**Kutipan:**
┄┄┄┄┄┄┄┄┄┄
Meski hal demikian bukan merupakan dosa, tapi dikhawatirkan menjadi prilaku yang ditiru umatnya sehingga menjadi kebiasaan buruk. Maka diberlakukanlah syari'at -kaffarat al yamin-(tebusan sumpah), agar perkara halal yang menjadi haram bagi orang yang bersumpah bisa kembali halal  baginya. Allah sendiri menyinggungnya secara langsung di ayat ke-dua seraya berfirman : "sungguh telah Allah syari'atkan pencabutan sumpah kalian (dengan membayar kaffarat), dan Allah adalah Pelindungmu sekalian dan Dia maha mengetahui lagi maha bijaksana".
 Dari ayat tersebut, dapat difahami bahwa seolah Allah swt tidak memperkenankan bersumpah atas sesuatu yang menerjang syari'at, sehingga para pakar Fikih mengkalasifikasi hukum sumpah menjadi beberapa rincian, tergantung kapasitas hukum syar'i perkara yang disumpah tersebut.
  1. Jika bersumpah untuk meninggalkan perkara wajib atau melakukan perkara haram, maka hukum sumpahnya haram. Serta wajib mencabutnya dengan kaffarat.
  2. Jika bersumpah untuk melakukan perkara makruh atau meninggalkan perkara sunnah, maka  hukum sumpahnya makruh. Dan sunnah hukumnya mencabut sumpahnya dengan kaffarat, bahkan bisa menjadi wajib dalam keadaan tertentu.
  3. Jika bersumpah untuk meninggalkan perkara mubah, maka hukum sumpahnya khilaful aula (lebih baiknya tidak perlu bersumpah untuk itu).
  4. Jika bersumpah untuk melakukan perkara mubah, maka hukumnya mubah. Untuk poin (c) dan (d), boleh memilih antara mencabut sumpahnya atau tidak, tentunya hanya boleh dicabut dengan kaffarat al yamin.
Untuk menebus sumpah yang diterjang maupun dicabut telah dijelaskan secara gamblang oleh Allah dalam surah al Maidah : 68 yang artinya " maka kaffarat (melanggar) sumpah itu, ialah memberi makan sepuluh orang miskin, yaitu dari makanan yang biasa kamu berikan kepada keluargamu, atau memberi pakaian kepada mereka atau memerdekakan seorang budak. Barang siapa tidak sanggup melakukan yang demikian, maka kaffaratnya puasa selama tiga hari. Yang demikian itu adalah kaffarat sumpah-sumpahmu bila kamu bersumpah (dan kamu langgar)."
┄┄┄┄┄┄┄┄┄┄
**Data Tercatat:**
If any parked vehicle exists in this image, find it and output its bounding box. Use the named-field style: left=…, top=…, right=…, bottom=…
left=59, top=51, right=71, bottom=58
┄┄┄┄┄┄┄┄┄┄
**Tugas yang Diminta:** Tulis ulang bagian kutipan tentang hukum sumpah, mulai dari "1. Jika bersumpah" dan berakhir pada "kaffarat al yamin.". Ganti setiap kata "perkara" di bagian itu dengan "hal".

**Jawaban Soal Ini:**
1. Jika bersumpah untuk meninggalkan hal wajib atau melakukan hal haram, maka hukum sumpahnya haram. Serta wajib mencabutnya dengan kaffarat.
  2. Jika bersumpah untuk melakukan hal makruh atau meninggalkan hal sunnah, maka  hukum sumpahnya makruh. Dan sunnah hukumnya mencabut sumpahnya dengan kaffarat, bahkan bisa menjadi wajib dalam keadaan tertentu.
  3. Jika bersumpah untuk meninggalkan hal mubah, maka hukum sumpahnya khilaful aula (lebih baiknya tidak perlu bersumpah untuk itu).
  4. Jika bersumpah untuk melakukan hal mubah, maka hukumnya mubah. Untuk poin (c) dan (d), boleh memilih antara mencabut sumpahnya atau tidak, tentunya hanya boleh dicabut dengan kaffarat al yamin.